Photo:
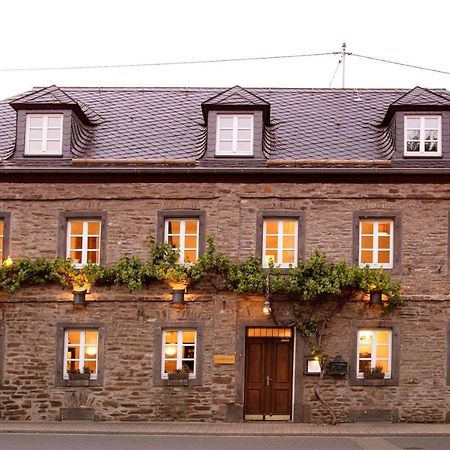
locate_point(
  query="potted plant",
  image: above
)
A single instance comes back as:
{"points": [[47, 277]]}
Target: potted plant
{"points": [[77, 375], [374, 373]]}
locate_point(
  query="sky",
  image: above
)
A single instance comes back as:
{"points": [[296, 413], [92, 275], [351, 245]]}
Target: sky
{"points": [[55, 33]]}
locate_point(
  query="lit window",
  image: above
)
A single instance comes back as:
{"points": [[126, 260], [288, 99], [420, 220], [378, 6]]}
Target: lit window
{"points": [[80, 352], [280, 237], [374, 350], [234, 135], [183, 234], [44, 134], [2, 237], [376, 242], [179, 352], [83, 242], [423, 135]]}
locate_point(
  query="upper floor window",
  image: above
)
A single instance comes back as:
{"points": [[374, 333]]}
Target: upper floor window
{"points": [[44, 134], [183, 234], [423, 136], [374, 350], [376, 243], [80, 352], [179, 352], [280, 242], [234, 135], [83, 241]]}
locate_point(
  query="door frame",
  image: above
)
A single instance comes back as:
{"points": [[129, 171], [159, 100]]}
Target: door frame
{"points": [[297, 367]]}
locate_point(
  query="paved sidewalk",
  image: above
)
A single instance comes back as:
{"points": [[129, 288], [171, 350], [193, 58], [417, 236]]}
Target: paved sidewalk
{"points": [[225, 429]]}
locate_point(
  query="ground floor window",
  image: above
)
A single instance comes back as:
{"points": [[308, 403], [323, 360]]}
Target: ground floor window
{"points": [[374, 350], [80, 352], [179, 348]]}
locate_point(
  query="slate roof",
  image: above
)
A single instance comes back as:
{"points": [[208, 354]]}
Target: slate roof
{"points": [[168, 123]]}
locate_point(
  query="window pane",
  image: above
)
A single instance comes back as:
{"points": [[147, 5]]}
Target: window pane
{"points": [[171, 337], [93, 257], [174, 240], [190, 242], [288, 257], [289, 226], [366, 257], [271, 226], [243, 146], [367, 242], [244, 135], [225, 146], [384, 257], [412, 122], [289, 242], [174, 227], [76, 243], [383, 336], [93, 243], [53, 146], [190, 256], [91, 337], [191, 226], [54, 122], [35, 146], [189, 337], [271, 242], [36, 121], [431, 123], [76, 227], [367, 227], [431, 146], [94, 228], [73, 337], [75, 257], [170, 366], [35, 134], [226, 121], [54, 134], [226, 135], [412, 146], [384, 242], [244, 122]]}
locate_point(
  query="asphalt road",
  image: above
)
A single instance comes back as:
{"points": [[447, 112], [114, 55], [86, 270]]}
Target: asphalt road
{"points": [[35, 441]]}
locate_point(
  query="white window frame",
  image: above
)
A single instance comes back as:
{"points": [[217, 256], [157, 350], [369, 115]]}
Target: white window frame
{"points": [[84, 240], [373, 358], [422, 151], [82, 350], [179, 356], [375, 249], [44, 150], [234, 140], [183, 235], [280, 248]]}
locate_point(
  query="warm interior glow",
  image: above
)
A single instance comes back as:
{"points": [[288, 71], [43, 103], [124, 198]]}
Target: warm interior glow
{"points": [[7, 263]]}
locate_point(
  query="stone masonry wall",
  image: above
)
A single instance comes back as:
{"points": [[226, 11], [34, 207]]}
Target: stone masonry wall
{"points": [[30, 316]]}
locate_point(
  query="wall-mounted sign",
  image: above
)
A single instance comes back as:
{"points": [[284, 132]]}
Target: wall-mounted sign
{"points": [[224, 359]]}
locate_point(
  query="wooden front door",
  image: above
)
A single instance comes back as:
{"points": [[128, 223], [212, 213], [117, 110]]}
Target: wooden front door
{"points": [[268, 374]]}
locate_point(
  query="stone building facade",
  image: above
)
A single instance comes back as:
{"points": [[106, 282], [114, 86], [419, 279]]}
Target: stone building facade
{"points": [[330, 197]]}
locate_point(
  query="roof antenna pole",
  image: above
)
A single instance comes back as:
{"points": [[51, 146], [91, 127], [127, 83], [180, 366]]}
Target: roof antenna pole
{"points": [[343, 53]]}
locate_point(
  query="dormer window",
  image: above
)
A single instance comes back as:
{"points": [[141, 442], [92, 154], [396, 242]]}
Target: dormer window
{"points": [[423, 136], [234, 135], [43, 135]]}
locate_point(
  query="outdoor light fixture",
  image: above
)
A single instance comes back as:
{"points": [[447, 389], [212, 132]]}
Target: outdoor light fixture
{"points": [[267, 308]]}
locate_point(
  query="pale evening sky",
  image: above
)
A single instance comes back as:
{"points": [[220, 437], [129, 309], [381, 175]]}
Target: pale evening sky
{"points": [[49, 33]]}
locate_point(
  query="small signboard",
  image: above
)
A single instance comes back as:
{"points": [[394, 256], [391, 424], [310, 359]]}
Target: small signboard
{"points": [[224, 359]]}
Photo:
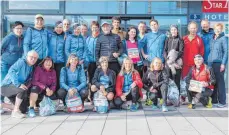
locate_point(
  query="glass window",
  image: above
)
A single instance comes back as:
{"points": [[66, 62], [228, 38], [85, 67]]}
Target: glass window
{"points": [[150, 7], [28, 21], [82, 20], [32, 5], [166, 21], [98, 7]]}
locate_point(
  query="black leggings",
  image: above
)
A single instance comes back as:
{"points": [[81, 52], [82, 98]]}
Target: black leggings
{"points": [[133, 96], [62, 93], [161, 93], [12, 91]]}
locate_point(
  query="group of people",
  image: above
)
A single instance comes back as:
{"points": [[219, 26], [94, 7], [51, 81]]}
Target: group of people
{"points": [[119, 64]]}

----

_WHAT THE EXERCISE ASKS_. Word for word, quote the full listing, omitting every picture.

_COMPLETE RESPONSE_.
Photo:
locate_point(
  query="potted plant",
  image: above
)
A single instance comes back as:
{"points": [[47, 277]]}
Target: potted plant
{"points": [[77, 375], [374, 373]]}
locate_point(
  query="sky",
  image: above
)
A single instance comes back as:
{"points": [[296, 413], [92, 275], [351, 245]]}
Target: sky
{"points": [[55, 33]]}
locate_point(
  query="lit window",
  image: above
)
A single instance comes back as:
{"points": [[126, 260], [288, 99], [420, 220], [378, 6]]}
Target: lit window
{"points": [[80, 352], [280, 237], [374, 350], [234, 135], [183, 234], [44, 134], [2, 237], [376, 242], [179, 352], [83, 242], [423, 135]]}
locate_point(
  query="upper floor window",
  image: above
)
A single instance comes back as:
{"points": [[374, 333]]}
Target: upper floor window
{"points": [[44, 134], [183, 234], [423, 136], [374, 350], [376, 243], [80, 352], [179, 352], [280, 242], [234, 135], [83, 241]]}
locate_point(
  query="door frame",
  image: above
)
A single instance comes back as:
{"points": [[129, 171], [159, 100]]}
Target: door frame
{"points": [[297, 367]]}
locate_point(
  query="paved sidewalk",
  image: above
)
A single instance comes back as:
{"points": [[129, 288], [171, 350], [193, 58], [417, 236]]}
Target: paved sidewalk
{"points": [[225, 429]]}
locate_point(
  query="ground floor window",
  image: above
)
A single instance comes back as:
{"points": [[308, 403], [323, 360]]}
Target: ground floor window
{"points": [[374, 350], [80, 352], [179, 348]]}
locate_point(
  query="slate roof",
  image: above
)
A single instance comes back as:
{"points": [[208, 354]]}
Target: slate roof
{"points": [[168, 123]]}
locate_point(
  query="window pane",
  image: above
)
A single instance comes back as:
{"points": [[147, 5]]}
Target: window pane
{"points": [[171, 337], [93, 257], [174, 240], [190, 242], [288, 257], [289, 226], [366, 257], [271, 226], [243, 146], [367, 242], [244, 135], [225, 146], [384, 257], [412, 122], [289, 242], [174, 227], [76, 243], [383, 336], [93, 243], [53, 146], [190, 256], [91, 337], [191, 226], [54, 122], [35, 146], [189, 337], [271, 242], [36, 121], [431, 123], [76, 227], [367, 227], [431, 146], [94, 228], [73, 337], [75, 257], [170, 366], [35, 134], [226, 121], [54, 134], [226, 135], [412, 146], [384, 242], [244, 122]]}
locate_point(
  query="asphalt road",
  image: above
)
A single instance comes back as:
{"points": [[447, 112], [114, 55], [86, 270]]}
Target: asphalt road
{"points": [[35, 441]]}
locate_point(
  query="white window frame",
  image: above
)
A single instance comes back as:
{"points": [[217, 256], [157, 350], [369, 115]]}
Target: white window frame
{"points": [[84, 240], [373, 358], [422, 151], [82, 350], [179, 356], [375, 249], [44, 150], [234, 140], [183, 235], [280, 248]]}
locate_point(
  query="warm interior glow",
  image: above
)
A single instance comes back as:
{"points": [[288, 71], [43, 103], [124, 198]]}
Target: warm interior glow
{"points": [[7, 263]]}
locate_point(
  query="stone masonry wall",
  image: above
)
A single instance comes back as:
{"points": [[226, 11], [34, 207]]}
Target: stone masonry wall
{"points": [[30, 316]]}
locate_point(
  query="wall-mounted sign",
  image: above
)
A single instance comes back as:
{"points": [[284, 132]]}
Target: wall-mounted sign
{"points": [[224, 359]]}
locate_point(
  query="wooden front door",
  image: above
)
A single instance comes back as:
{"points": [[128, 223], [212, 213], [117, 110]]}
Target: wooden front door
{"points": [[268, 374]]}
locate_point(
  query="stone building facade",
  image: above
)
A single instance comes back as:
{"points": [[106, 282], [114, 86], [419, 279]]}
Target: stone building facade
{"points": [[330, 197]]}
locate_point(
  query="roof antenna pole",
  image: above
)
A single instance comes back as:
{"points": [[51, 146], [91, 127], [127, 83], [180, 366]]}
Target: roof antenna pole
{"points": [[343, 53]]}
locate_point(
  query="dormer window",
  image: above
)
A single instance comes back as:
{"points": [[141, 442], [92, 154], [396, 242]]}
Target: dormer window
{"points": [[423, 136], [234, 135], [43, 135]]}
locate_point(
  query="outdoor light fixture",
  image: above
)
A single instance comes back as:
{"points": [[447, 389], [212, 132]]}
Target: outdoor light fixture
{"points": [[267, 308]]}
locate_point(
  query="pale evening sky",
  image: above
)
A single instance comes back as:
{"points": [[220, 437], [129, 309], [381, 175]]}
Target: pale evening sky
{"points": [[49, 33]]}
locate_point(
  query="small signboard",
  image: above
)
A single instance comes back as:
{"points": [[394, 256], [391, 424], [310, 359]]}
Target: small signboard
{"points": [[224, 359]]}
Photo:
locate_point(
  query="glass window",
  image: above
)
A single instance comes back as:
{"points": [[66, 62], [228, 38], [85, 67]]}
Target: glass window
{"points": [[150, 7], [28, 21], [82, 20], [32, 5], [166, 21], [98, 7]]}
locate_point(
  query="black leggings",
  image: above
)
A single instance comes back as:
{"points": [[81, 52], [82, 98]]}
Target: black leggings
{"points": [[133, 96], [62, 93], [161, 93], [12, 91]]}
locate_point(
  query="group of people",
  image: above
)
A single instance comes back as:
{"points": [[219, 26], [94, 7], [51, 81]]}
Target: group of people
{"points": [[119, 64]]}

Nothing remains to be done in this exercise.